(Directions for this task)
Go to the line that contains "Box every visible overcast" and extract it along with every line after it, exactly, through the end of the data below.

(Provided information)
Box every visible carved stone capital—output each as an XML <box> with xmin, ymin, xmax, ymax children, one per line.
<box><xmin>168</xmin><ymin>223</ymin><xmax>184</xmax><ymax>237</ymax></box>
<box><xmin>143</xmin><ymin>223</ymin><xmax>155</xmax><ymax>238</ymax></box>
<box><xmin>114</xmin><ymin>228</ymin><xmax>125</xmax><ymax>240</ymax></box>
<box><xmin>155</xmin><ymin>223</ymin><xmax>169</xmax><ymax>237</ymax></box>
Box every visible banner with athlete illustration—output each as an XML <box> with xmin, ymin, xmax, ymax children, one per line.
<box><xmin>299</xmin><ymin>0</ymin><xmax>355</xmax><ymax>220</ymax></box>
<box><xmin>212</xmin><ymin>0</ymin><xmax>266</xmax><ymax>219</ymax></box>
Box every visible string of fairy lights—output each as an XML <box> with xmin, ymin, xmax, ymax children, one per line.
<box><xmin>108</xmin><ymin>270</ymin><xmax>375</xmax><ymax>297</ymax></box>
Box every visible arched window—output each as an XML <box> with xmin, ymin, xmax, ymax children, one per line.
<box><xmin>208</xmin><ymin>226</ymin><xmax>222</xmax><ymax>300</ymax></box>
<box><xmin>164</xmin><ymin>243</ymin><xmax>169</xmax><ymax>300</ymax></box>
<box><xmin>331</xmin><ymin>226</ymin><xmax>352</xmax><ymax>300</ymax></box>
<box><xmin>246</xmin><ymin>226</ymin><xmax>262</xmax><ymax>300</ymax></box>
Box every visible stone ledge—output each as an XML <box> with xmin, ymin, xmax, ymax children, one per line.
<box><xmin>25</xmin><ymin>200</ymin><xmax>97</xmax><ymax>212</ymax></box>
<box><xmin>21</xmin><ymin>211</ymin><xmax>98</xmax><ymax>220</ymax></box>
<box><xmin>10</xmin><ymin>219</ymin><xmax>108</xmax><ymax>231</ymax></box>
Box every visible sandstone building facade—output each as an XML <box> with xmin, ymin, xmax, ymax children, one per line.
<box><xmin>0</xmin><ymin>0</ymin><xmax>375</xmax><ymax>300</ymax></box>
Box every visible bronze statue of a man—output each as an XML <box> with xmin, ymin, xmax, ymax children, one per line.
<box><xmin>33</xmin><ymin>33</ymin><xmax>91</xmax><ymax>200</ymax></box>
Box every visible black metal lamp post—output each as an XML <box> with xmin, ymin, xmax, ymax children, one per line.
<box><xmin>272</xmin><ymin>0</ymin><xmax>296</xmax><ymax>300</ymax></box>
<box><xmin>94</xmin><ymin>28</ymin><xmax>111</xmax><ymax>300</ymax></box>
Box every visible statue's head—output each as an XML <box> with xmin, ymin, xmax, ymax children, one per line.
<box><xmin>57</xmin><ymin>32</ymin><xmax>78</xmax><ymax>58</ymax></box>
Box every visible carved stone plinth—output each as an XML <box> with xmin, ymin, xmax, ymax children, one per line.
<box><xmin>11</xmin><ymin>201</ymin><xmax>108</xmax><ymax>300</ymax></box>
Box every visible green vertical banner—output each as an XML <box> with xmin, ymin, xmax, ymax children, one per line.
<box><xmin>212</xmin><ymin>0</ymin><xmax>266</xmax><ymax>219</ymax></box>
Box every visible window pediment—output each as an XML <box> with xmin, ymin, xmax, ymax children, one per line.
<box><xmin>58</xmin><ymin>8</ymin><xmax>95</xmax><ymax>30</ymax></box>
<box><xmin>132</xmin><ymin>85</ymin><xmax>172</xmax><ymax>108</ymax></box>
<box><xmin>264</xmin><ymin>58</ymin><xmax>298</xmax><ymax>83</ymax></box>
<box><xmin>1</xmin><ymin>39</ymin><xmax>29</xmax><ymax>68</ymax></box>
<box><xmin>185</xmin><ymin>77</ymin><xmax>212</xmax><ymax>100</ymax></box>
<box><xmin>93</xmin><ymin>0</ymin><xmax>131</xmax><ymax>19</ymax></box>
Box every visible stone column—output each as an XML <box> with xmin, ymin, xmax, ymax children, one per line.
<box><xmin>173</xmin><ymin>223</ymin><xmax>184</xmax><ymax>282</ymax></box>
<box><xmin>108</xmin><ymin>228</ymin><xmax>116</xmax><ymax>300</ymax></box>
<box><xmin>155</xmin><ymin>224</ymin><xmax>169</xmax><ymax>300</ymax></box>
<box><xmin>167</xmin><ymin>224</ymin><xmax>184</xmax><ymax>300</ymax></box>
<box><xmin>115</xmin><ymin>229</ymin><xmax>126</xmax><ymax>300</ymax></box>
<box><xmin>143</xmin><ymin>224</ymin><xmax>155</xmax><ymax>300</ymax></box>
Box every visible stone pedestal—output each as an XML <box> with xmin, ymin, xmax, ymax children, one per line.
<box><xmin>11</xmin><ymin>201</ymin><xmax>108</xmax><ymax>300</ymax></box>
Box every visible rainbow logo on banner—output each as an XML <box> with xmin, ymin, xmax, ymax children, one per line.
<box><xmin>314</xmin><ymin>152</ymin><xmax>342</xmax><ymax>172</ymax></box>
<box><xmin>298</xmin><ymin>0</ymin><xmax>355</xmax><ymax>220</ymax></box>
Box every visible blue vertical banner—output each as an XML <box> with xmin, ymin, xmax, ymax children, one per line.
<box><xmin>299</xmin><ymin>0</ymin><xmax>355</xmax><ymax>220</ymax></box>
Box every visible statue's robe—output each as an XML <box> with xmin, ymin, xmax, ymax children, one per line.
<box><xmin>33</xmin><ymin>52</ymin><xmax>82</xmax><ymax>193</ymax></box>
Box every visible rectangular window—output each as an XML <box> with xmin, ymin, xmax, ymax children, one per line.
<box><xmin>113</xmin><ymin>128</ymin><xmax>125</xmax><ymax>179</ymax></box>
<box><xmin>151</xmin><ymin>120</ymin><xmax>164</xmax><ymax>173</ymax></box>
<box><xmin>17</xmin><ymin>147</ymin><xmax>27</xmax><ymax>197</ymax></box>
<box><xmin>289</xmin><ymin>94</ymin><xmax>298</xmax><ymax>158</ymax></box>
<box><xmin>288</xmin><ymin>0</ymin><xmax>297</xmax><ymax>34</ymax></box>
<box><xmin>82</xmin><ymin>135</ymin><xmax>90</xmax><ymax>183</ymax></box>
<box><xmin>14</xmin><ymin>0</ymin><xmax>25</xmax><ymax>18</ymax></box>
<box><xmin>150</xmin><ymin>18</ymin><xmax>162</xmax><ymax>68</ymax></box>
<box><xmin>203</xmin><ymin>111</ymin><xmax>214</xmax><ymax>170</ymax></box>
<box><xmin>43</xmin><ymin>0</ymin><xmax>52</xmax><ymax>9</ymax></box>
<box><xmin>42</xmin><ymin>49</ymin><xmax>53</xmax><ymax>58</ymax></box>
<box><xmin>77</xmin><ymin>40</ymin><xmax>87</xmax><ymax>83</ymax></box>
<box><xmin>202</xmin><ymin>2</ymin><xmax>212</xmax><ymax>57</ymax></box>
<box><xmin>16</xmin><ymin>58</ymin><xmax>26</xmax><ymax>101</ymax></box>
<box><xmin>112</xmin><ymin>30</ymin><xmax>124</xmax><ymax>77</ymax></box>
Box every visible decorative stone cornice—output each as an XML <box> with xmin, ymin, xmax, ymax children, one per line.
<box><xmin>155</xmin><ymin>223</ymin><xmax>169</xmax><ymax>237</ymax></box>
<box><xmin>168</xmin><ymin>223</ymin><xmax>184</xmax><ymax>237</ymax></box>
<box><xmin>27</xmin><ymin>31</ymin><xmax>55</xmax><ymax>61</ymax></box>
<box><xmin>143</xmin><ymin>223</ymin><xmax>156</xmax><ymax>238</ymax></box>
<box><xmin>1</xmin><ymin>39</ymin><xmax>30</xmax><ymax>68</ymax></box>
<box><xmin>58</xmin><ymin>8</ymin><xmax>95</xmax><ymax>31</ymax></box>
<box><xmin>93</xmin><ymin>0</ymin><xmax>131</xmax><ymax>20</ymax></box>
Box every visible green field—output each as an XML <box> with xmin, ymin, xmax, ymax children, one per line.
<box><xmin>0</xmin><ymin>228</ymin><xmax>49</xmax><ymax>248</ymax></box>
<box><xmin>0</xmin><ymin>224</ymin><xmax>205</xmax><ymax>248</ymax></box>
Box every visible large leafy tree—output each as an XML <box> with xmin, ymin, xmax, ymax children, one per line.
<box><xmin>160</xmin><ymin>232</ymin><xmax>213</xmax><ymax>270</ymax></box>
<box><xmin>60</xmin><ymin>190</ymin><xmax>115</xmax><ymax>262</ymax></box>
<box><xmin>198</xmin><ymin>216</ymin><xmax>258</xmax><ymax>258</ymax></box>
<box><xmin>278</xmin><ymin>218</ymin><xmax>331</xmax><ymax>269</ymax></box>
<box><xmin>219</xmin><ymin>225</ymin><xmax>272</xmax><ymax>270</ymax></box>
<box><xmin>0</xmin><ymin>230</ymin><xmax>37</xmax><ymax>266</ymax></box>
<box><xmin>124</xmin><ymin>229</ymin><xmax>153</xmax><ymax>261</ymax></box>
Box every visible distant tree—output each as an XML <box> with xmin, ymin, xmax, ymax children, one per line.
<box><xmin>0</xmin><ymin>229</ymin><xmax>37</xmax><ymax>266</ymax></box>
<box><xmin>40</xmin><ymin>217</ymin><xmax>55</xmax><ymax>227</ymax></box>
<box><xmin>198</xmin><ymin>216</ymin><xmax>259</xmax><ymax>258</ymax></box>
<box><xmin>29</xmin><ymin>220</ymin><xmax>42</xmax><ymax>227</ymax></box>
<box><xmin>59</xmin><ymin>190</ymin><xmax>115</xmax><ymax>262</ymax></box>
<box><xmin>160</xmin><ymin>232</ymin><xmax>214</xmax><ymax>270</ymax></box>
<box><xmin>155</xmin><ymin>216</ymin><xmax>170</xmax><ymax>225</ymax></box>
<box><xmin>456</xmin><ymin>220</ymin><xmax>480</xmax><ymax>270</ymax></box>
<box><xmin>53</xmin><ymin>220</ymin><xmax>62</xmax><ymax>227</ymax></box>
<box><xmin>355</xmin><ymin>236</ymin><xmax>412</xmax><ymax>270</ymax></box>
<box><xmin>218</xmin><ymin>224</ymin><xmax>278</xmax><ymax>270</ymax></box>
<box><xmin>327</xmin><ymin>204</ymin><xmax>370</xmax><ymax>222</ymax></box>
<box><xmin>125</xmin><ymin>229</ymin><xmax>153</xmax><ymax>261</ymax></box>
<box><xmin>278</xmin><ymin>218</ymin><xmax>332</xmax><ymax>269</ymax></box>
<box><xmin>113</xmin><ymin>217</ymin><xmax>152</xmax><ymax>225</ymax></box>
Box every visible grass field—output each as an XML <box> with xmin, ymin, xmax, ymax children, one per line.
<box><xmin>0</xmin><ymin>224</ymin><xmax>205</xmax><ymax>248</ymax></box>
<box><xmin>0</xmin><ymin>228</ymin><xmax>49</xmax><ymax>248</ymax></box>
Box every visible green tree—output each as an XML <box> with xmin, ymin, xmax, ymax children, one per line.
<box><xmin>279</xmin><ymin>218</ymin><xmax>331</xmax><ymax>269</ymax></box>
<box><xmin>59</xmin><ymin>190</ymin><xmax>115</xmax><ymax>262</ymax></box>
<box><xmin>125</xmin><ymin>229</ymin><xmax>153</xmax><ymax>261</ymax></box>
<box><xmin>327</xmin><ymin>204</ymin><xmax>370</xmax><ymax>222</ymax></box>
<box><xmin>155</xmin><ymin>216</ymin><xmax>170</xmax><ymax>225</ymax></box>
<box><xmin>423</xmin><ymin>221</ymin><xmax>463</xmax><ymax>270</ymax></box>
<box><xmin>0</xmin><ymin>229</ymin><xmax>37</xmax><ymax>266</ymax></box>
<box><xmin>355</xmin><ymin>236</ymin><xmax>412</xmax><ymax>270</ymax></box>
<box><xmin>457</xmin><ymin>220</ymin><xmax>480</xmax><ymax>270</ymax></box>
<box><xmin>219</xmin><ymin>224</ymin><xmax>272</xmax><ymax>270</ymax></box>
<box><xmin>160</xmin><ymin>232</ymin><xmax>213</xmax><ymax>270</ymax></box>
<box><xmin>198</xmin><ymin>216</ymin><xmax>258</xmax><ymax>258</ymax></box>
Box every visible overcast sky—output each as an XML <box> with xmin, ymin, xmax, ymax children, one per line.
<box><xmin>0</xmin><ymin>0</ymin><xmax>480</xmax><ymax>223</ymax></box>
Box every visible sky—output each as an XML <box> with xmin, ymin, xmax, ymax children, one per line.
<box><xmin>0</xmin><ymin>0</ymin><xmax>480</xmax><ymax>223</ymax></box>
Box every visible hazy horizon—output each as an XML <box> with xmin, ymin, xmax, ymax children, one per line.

(Problem solution)
Box every visible overcast sky—output each as an XML <box> with xmin, ymin, xmax, ymax children, one per line.
<box><xmin>0</xmin><ymin>0</ymin><xmax>480</xmax><ymax>223</ymax></box>
Box every visible sky—output each as an XML <box> with xmin, ymin, xmax, ymax children, one per line.
<box><xmin>0</xmin><ymin>0</ymin><xmax>480</xmax><ymax>223</ymax></box>
Box every visible hazy horizon—output each as an XML <box> with xmin, ymin, xmax, ymax children, one per line.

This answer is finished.